▶ WHAT THE TASK ASKS
Find every line below with the word "snow" in it, and copy each one.

------------------------------------------------

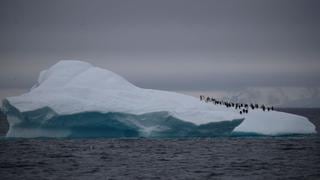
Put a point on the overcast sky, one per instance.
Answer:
(185, 46)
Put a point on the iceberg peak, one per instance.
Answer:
(76, 99)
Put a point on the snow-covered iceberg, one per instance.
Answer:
(77, 99)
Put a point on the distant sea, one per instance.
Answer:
(295, 157)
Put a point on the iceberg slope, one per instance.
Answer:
(274, 123)
(76, 99)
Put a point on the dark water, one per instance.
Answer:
(212, 158)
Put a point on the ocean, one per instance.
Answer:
(289, 157)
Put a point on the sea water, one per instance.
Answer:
(290, 157)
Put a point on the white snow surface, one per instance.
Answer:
(71, 87)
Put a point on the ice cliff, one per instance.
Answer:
(77, 99)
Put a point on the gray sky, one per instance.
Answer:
(186, 46)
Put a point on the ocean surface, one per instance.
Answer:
(292, 157)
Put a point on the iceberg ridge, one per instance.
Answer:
(76, 99)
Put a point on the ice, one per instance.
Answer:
(76, 99)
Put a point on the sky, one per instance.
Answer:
(194, 47)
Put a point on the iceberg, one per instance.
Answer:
(76, 99)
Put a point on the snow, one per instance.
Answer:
(275, 123)
(71, 87)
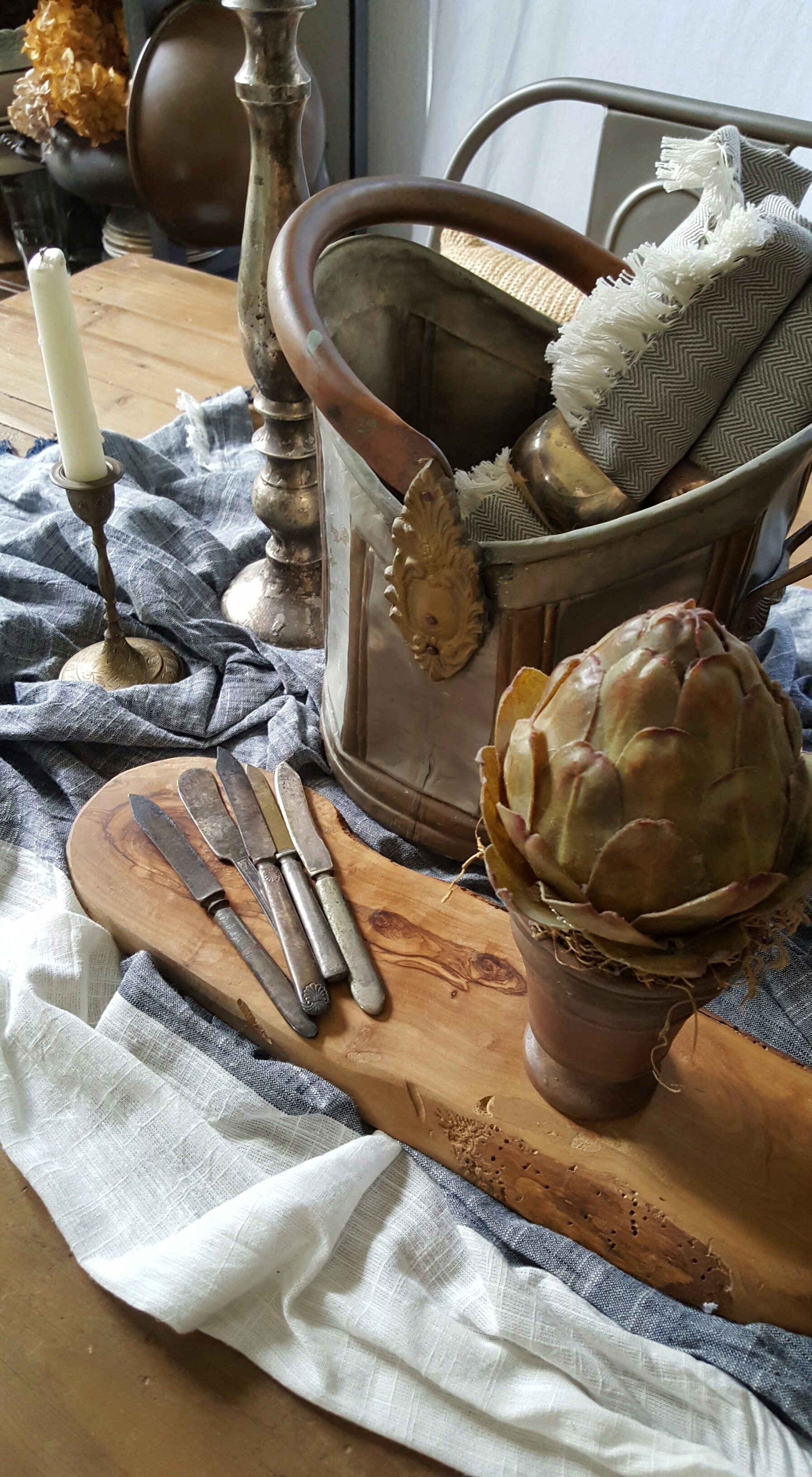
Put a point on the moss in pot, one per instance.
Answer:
(649, 813)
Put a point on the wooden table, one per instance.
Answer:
(89, 1387)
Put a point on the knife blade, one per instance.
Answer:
(266, 835)
(207, 891)
(365, 983)
(200, 792)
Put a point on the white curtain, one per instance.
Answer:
(749, 54)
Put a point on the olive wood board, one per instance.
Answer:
(706, 1194)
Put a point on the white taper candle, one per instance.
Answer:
(77, 429)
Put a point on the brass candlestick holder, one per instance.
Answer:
(119, 661)
(280, 597)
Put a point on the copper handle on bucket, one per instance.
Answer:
(389, 445)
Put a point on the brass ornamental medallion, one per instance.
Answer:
(435, 580)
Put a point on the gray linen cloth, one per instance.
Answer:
(178, 537)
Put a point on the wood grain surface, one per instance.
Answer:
(92, 1389)
(89, 1387)
(148, 1402)
(148, 330)
(706, 1194)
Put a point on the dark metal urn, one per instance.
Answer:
(594, 1039)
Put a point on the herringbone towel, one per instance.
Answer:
(769, 401)
(647, 361)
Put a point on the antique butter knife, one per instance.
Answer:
(207, 891)
(266, 837)
(200, 792)
(365, 983)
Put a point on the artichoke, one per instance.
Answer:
(650, 795)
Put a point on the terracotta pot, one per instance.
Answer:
(591, 1037)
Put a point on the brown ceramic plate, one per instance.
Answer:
(188, 133)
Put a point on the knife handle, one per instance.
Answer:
(328, 956)
(299, 956)
(365, 984)
(263, 968)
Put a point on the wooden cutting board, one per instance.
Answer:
(706, 1194)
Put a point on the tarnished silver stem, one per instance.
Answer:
(280, 597)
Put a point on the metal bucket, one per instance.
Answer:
(464, 365)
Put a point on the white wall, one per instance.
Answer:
(754, 54)
(325, 40)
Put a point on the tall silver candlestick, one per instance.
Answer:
(281, 596)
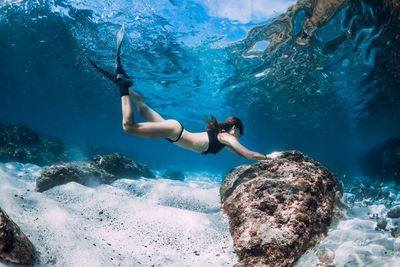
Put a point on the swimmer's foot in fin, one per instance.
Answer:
(123, 80)
(120, 77)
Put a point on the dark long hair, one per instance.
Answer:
(226, 126)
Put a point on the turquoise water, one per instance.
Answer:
(182, 55)
(332, 99)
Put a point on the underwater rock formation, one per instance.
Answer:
(15, 247)
(103, 169)
(279, 207)
(382, 162)
(24, 145)
(280, 30)
(174, 175)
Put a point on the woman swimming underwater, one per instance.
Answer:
(218, 135)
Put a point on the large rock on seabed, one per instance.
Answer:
(279, 207)
(14, 245)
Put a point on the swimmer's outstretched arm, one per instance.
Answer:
(233, 145)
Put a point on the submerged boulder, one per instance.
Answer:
(15, 247)
(23, 144)
(103, 169)
(279, 207)
(382, 162)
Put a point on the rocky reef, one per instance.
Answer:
(382, 162)
(102, 169)
(15, 247)
(22, 144)
(279, 207)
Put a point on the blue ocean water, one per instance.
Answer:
(330, 99)
(180, 55)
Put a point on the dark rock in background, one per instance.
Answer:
(279, 207)
(22, 144)
(121, 166)
(382, 162)
(15, 247)
(174, 175)
(103, 169)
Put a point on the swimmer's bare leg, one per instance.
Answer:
(157, 129)
(144, 110)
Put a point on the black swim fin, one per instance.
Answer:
(110, 76)
(120, 77)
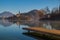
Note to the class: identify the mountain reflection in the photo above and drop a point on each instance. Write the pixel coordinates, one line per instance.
(46, 24)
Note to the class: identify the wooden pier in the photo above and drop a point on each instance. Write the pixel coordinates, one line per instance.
(43, 30)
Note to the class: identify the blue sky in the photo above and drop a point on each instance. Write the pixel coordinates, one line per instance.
(26, 5)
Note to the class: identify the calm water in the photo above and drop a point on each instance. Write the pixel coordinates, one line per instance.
(13, 30)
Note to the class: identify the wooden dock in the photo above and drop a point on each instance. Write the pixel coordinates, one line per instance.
(43, 30)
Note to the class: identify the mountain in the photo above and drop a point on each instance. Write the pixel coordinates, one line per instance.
(6, 14)
(32, 12)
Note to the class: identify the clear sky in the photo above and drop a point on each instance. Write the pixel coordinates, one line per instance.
(26, 5)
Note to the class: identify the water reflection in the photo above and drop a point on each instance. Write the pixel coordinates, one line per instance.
(12, 30)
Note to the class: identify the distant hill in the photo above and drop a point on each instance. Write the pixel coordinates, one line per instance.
(6, 14)
(32, 12)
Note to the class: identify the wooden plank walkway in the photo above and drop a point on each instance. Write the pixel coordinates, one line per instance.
(40, 29)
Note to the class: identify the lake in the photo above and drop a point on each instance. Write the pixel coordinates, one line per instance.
(13, 30)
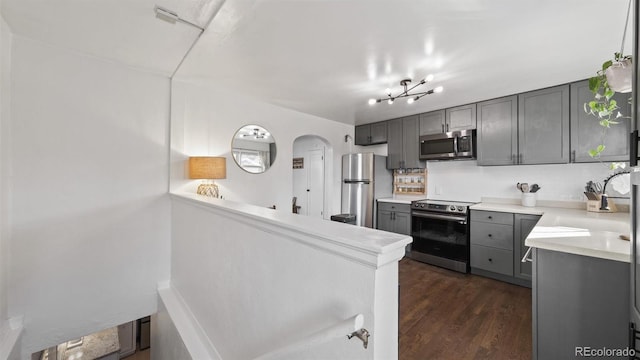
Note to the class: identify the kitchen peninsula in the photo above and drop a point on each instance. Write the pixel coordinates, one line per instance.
(580, 279)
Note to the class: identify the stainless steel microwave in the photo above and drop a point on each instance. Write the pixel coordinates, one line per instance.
(448, 146)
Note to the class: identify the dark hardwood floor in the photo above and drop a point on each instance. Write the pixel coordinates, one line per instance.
(448, 315)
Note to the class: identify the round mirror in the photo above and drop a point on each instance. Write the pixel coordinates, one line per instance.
(253, 149)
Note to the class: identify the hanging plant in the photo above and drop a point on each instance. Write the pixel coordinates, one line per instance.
(615, 74)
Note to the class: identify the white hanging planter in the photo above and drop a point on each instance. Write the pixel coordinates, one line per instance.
(619, 76)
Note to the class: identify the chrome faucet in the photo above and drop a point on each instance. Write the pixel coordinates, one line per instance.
(604, 203)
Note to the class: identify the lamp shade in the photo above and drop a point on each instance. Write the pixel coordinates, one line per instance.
(207, 167)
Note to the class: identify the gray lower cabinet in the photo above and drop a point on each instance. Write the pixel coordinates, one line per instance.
(394, 217)
(523, 224)
(498, 131)
(403, 143)
(586, 132)
(578, 302)
(543, 126)
(497, 245)
(371, 134)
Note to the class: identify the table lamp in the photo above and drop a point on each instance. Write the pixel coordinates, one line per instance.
(208, 168)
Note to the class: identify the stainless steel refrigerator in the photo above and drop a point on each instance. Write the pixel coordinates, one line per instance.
(365, 178)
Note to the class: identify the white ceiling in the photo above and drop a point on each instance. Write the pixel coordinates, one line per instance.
(328, 57)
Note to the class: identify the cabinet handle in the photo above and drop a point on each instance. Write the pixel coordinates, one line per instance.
(525, 258)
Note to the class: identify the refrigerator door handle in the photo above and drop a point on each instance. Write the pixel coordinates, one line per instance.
(347, 181)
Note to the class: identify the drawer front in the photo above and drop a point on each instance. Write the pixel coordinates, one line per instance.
(492, 217)
(385, 206)
(491, 259)
(493, 235)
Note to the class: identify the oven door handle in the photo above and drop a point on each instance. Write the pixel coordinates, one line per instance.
(460, 219)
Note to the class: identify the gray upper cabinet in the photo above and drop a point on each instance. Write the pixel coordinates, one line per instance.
(403, 141)
(460, 118)
(498, 131)
(370, 134)
(543, 126)
(586, 132)
(457, 118)
(394, 142)
(411, 140)
(432, 122)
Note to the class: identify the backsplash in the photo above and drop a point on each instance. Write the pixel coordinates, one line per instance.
(465, 181)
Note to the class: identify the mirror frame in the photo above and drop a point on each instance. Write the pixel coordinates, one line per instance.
(274, 156)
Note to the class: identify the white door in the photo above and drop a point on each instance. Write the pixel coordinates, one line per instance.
(315, 183)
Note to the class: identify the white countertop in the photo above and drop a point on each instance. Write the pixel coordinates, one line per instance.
(93, 346)
(403, 199)
(574, 231)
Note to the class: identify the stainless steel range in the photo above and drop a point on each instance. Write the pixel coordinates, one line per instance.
(440, 231)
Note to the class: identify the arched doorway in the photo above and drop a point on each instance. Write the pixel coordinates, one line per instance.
(312, 155)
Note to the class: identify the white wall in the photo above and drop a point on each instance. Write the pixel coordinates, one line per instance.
(5, 101)
(90, 214)
(258, 280)
(204, 121)
(301, 147)
(464, 181)
(166, 343)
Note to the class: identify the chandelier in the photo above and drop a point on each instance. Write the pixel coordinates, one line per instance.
(406, 93)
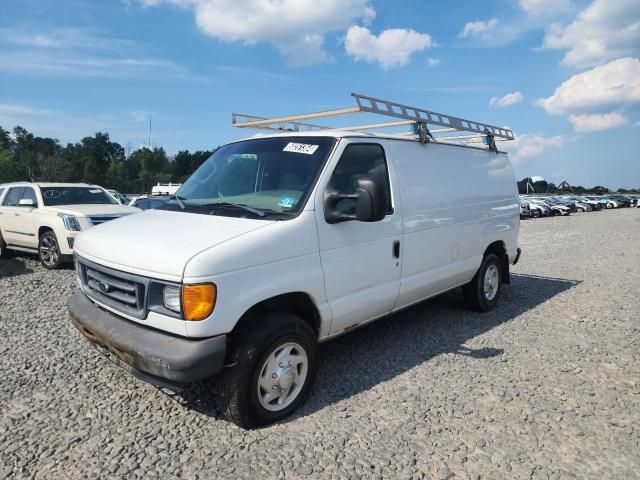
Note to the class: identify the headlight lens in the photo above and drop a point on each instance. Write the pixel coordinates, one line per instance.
(198, 301)
(70, 222)
(171, 298)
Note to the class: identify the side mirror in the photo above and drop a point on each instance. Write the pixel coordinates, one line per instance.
(370, 203)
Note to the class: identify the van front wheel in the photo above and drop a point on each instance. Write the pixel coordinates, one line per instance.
(273, 363)
(482, 292)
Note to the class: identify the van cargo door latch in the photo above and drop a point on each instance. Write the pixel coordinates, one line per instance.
(396, 249)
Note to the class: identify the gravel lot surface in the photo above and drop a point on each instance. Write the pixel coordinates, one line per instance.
(545, 386)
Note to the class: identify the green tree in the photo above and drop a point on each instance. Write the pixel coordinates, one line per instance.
(154, 167)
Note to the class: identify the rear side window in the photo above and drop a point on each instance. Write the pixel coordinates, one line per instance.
(358, 161)
(29, 193)
(13, 197)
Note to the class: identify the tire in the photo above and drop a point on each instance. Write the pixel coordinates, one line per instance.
(243, 388)
(476, 297)
(49, 251)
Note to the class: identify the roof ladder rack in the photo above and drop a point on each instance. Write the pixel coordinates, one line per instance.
(418, 118)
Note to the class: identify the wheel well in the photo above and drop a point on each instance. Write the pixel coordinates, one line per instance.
(41, 230)
(499, 249)
(295, 303)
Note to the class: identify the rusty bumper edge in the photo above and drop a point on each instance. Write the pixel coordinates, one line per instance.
(145, 349)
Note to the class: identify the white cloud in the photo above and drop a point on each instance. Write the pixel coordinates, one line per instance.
(78, 52)
(18, 109)
(506, 101)
(543, 7)
(480, 29)
(295, 27)
(392, 48)
(605, 30)
(612, 85)
(596, 122)
(529, 145)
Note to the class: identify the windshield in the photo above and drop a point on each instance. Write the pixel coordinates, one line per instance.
(256, 178)
(52, 196)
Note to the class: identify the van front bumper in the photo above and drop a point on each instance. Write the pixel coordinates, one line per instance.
(146, 350)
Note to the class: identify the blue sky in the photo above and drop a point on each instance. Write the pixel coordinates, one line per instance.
(563, 74)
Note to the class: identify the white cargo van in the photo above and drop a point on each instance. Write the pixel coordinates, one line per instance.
(279, 242)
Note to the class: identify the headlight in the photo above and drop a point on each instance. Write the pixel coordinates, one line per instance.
(70, 222)
(171, 298)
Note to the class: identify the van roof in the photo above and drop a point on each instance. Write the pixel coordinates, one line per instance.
(48, 184)
(337, 133)
(425, 125)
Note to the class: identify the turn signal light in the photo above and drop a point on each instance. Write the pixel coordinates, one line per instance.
(198, 301)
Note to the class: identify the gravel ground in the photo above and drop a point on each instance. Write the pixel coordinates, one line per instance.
(545, 386)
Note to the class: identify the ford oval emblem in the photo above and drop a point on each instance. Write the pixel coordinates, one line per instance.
(104, 287)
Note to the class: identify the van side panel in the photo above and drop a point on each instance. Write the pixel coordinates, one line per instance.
(455, 202)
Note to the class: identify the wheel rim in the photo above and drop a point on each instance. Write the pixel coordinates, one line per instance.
(49, 251)
(282, 377)
(491, 282)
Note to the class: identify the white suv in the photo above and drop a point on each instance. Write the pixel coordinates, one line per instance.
(45, 218)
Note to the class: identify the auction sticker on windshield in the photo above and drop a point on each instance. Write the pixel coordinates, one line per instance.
(305, 148)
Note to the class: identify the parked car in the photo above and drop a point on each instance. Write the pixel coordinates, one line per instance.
(550, 209)
(45, 218)
(118, 196)
(280, 242)
(622, 199)
(529, 209)
(595, 205)
(150, 202)
(165, 188)
(605, 202)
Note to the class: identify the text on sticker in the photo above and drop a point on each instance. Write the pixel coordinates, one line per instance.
(300, 148)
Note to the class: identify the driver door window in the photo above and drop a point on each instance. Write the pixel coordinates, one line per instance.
(30, 194)
(359, 161)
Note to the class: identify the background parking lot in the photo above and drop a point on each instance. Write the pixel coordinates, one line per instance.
(545, 386)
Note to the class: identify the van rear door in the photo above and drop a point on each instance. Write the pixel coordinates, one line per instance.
(360, 260)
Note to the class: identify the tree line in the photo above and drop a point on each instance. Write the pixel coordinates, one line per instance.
(96, 160)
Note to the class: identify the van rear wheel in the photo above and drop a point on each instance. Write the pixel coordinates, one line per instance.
(273, 364)
(482, 292)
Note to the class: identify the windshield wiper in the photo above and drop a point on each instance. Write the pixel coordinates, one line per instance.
(255, 211)
(178, 199)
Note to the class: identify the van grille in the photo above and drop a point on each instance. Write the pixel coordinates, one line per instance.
(121, 291)
(98, 219)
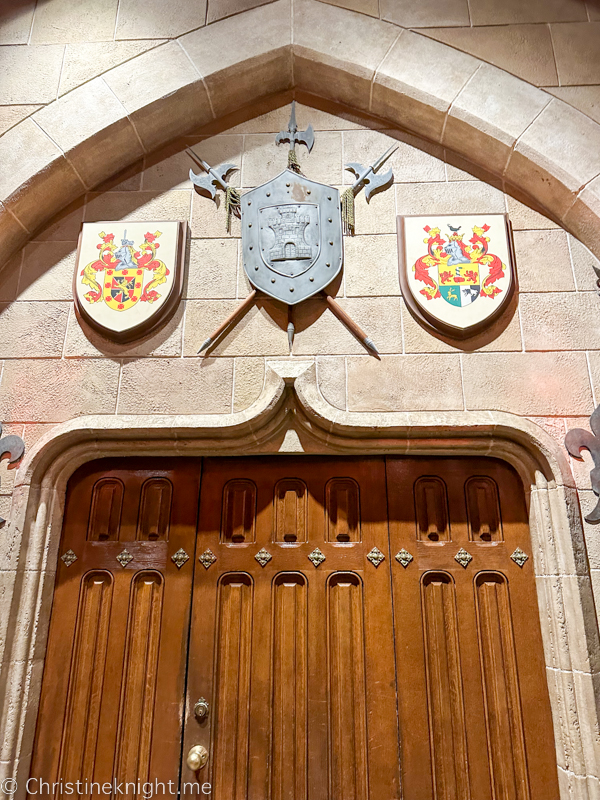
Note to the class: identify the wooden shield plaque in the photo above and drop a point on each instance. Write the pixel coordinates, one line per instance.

------------------------------------------------

▶ SOLUTION TO THIS EXERCISE
Put a point on the snow-covered iceberg, one per instance.
Put a point on the white snow surface, one per instance.
Put a point on the snow, one per instance.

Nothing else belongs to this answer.